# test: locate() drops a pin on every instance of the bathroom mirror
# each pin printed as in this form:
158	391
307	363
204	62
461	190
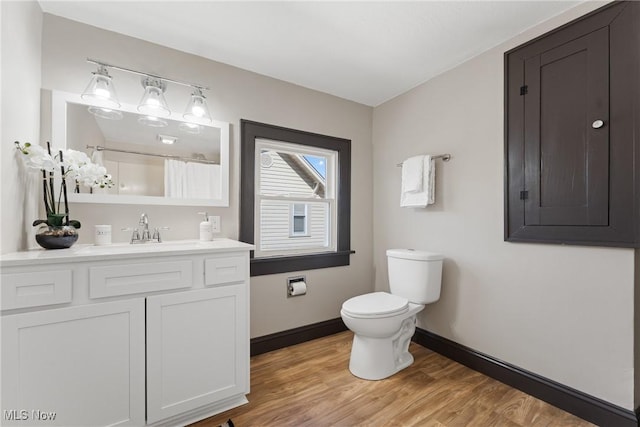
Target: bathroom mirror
165	161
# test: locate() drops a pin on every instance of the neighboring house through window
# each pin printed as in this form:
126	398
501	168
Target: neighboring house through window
295	193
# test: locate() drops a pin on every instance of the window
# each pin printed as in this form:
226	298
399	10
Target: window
299	220
295	198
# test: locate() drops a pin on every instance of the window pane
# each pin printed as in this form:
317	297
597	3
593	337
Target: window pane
292	174
299	224
276	229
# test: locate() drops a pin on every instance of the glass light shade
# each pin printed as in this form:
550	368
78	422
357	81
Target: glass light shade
152	121
197	110
100	91
153	102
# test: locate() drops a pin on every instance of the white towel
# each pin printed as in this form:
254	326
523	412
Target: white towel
412	172
420	199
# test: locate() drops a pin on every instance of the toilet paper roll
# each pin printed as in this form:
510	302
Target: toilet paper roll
297	288
102	235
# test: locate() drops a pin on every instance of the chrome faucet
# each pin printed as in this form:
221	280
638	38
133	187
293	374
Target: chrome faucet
145	235
144	223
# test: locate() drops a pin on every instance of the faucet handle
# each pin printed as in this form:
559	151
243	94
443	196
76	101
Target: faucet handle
135	236
156	233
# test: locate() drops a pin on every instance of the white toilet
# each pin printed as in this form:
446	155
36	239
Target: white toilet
--------------------------------
-- What is being asked --
Output an exact copy of the material, with the pictures removed.

-- Task solution --
# test: locate() drops a pin on every instance of the bathroom mirror
# each pin printed as in this form:
158	391
307	363
204	62
461	190
Target: bathroom mirror
165	161
# test: locate() drops a pin on every instance of the neighboring house through window
# each pin printed as in this form:
126	398
501	168
Target: neighboring house through window
295	193
# test: locate() drops a pin on every instance of the window
# each pin printed as in this form:
226	298
399	10
Target: window
299	220
295	198
# test: locate() drops a pin on every instance of the window pane
# each pin printed as in this form:
317	297
597	3
593	337
Target: window pane
292	174
299	224
276	229
# test: locate() drops a pin on every instance of the glass light shade
# each pin printed as in this form:
550	368
78	422
357	81
Target: glass light shade
152	121
197	110
100	91
153	102
# test: locate() drops a pin on every instance of the white towel
# each pin printed as in this form:
254	326
523	412
Target: white towel
412	172
420	199
# test: locate() drops a pin on every instance of the toilet paper roll
# each pin printed as in this form:
510	302
Target: toilet paper roll
297	288
102	235
# test: locate() drops a pin on every instance of the chrome faucet
# each pin printed as in this form:
221	280
638	38
133	187
293	374
Target: chrome faucet
145	235
144	223
# test: locate() drops a pin on every instance of the faucet handle
# each pin printed as in this form:
559	151
243	94
443	196
76	101
Target: faucet handle
135	236
156	233
# test: locate() drops a pin on every instance of the white toilet
# each pin printed as in this form:
446	155
36	239
Target: white toilet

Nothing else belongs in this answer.